━━━━━ Trecho do texto

Sendo assim, surge uma alternativa: transformar a floresta em pé em um ativo econômico mais valioso do que sua derrubada. A proposta é criar um Crédito de Conservação, vinculado ao carbono estocado na floresta (árvores, serapilheira, solo, etc) e aos serviços ambientais que a floresta presta — regulação climática, biodiversidade, recursos hídricos.
Essa ideia não está apenas no campo da teoria. A UNESP (Universidade Estadual Paulista) já desenvolveu uma metodologia específica para quantificação desses serviços ambientais, que serve de base para projetos de Pagamentos por Serviços Ambientais (PSA).
Essa metodologia científica garante que os créditos sejam mensuráveis, auditáveis e capazes de gerar ativos ambientais com validade no mercado, remunerando investidores e trazendo benefícios para as comunidades que mantêm a floresta preservada.
Na proposta da UNESP, deve-se considerar a área total com floresta intacta: seria quantificado o carbono no sistema (plantas, solo, serapilheira, que é a camada de matéria orgânica sobre o solo de uma floresta, etc) e os serviços ecossistêmicos fornecidos pela floresta em pé (biodiversidade de fauna e flora, quantidade e qualidade da água, regulação climática, etc).
E tudo isso seria transformado num “crédito de carbono especial” (melhor caracterizado como “Crédito de Conservação”, este atrelado ao carbono florestal estocado), de tal forma que esse carbono seja mais valioso que o normal (já que engloba não só a quantificação de carbono no sistema, mas também os serviços ecossistêmicos fornecidos por ele), e sua comercialização se daria da forma em que é feita normalmente, não ficando dependente de doações voluntárias dos parceiros como no caso do TFFF.
Essa “Metodologia UNESP” quantifica o carbono no sistema florestal, conforme as outras metologias também o fazem (Verra, Gold Standart, etc), mas considerando um componente a mais: o solo. Em vez dos usuais 30 cm utilizados pelas certificadoras, pode-se considerar a profundidade de até 1 m. Outro ponto importante é o método de análise de carbono em laboratório realizado pelo equipamento CHN Analisador Elementar, mais preciso que o método atualmente sugerido pelo IPCC.

━━━━━━━━━━
━━━━━ Material fornecido

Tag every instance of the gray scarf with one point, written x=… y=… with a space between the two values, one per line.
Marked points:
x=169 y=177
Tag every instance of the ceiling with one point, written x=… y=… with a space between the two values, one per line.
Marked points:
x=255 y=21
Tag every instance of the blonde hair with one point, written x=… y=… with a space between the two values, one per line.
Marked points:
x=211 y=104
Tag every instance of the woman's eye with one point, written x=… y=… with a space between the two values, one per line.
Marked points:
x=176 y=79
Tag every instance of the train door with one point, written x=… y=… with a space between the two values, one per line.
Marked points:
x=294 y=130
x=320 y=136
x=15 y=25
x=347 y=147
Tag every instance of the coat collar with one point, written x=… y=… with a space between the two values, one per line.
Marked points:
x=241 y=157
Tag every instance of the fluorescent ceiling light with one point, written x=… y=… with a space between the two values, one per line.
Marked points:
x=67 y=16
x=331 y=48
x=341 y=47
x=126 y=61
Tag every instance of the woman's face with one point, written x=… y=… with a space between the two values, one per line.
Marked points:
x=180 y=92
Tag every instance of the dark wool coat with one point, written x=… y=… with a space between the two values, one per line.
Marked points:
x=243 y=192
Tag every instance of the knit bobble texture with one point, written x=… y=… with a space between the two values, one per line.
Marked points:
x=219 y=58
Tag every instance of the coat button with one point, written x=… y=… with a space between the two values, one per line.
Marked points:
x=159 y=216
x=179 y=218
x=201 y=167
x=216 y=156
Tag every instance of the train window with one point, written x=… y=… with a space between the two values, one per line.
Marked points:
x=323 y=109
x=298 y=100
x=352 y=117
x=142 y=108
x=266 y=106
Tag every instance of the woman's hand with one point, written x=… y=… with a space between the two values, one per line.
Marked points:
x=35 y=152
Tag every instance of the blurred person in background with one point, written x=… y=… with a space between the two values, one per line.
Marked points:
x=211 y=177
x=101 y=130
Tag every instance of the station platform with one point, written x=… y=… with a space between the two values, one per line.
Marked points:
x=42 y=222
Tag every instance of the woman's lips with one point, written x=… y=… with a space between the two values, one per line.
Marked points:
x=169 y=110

━━━━━━━━━━

# Tarefas
- a) Responda com base no texto sobre o Crédito de Conservação:
(i) Que profundidade do solo a Metodologia UNESP pode considerar, em vez dos 30 cm usados pelas certificadoras?
(ii) Que equipamento faz a análise de carbono em laboratório?
(iii) Como o texto define a serapilheira?
- b) Prossiga o texto sobre o Crédito de Conservação a partir de onde ele termina.
Não é preciso consultar o material.

# Respostas
- a)
(i) Até 1 m.
(ii) O CHN Analisador Elementar.
(iii) Como a camada de matéria orgânica sobre o solo de uma floresta.

- b)
A quantificação de carbono em ecossitemas florestais sugerida pelo IPCC, e utilizada pelas certificadoras mundiais, é realizada, por exemplo, na serapilheira considerando que ela contém, em média, 50% de carbono na matéria seca vegetal (a quantificação é feita tomando o peso seco e multiplicando por 0,5), enquanto que com a Metodologia UNESP, que propõe a análise de carbono com o uso do equipamento CHN Analisador Elementar, se obtém valores bem diferentes e mais precisos.
Com relação às análises de solo em laboratório, o método sugerido pelo IPCC, método de Walkley-Black, é bem menos preciso que o realizado por esse equipamento utilizado em nosso método e mais prejudicial à saúde e ao ambiente, uma vez que utiliza dicromato de potássio, um produto cancerígeno.
Essa metodologia torna mais justa a quantificação para os solos das regiões tropicais (mais profundos) em relação àqueles das regiões temperadas (mais rasos), uma vez que, no mínimo, se dobra a quantidade de carbono no solo. Além disso, a metodologia proporciona uma maior precisão nas análises de carbono em laboratório, tanto na serapilheira como no solo, tornando o processo mais justo, preciso e confiável.
Nesse contexto, mecanismos como os PSA e a criação de Créditos de Conservação baseados na metodologia da UNESP aparecem como ferramentas capazes de preencher a lacuna que o TFFF e o REDD+, sozinhos, talvez não consigam cobrir.